§ **Problem to work on**: Starting at the line that contains "Note: mark the framed" and ending with the line that contains "Target: framed abstract artwork", write out the material again with "artwork" changed to "painting" and nothing else altered.

§ **Records supplied**:
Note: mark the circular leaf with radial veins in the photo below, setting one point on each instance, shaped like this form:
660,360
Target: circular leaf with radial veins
==
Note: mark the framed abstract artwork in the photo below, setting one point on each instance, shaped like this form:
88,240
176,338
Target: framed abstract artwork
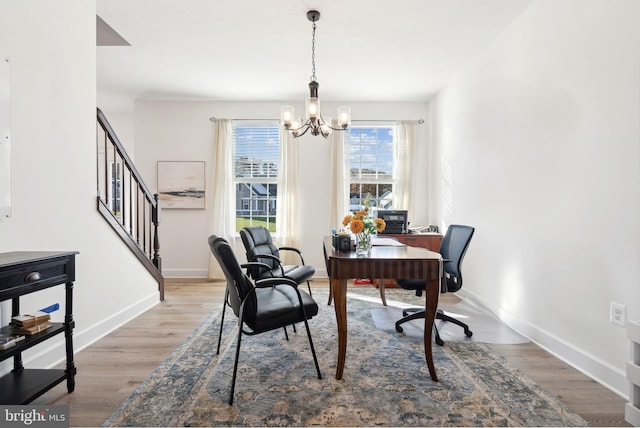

§ **Finished exercise**:
Note: mark the framed abstract painting in the photo below, setting one point on each instance, shaped like this form:
88,240
176,338
Target: framed abstract painting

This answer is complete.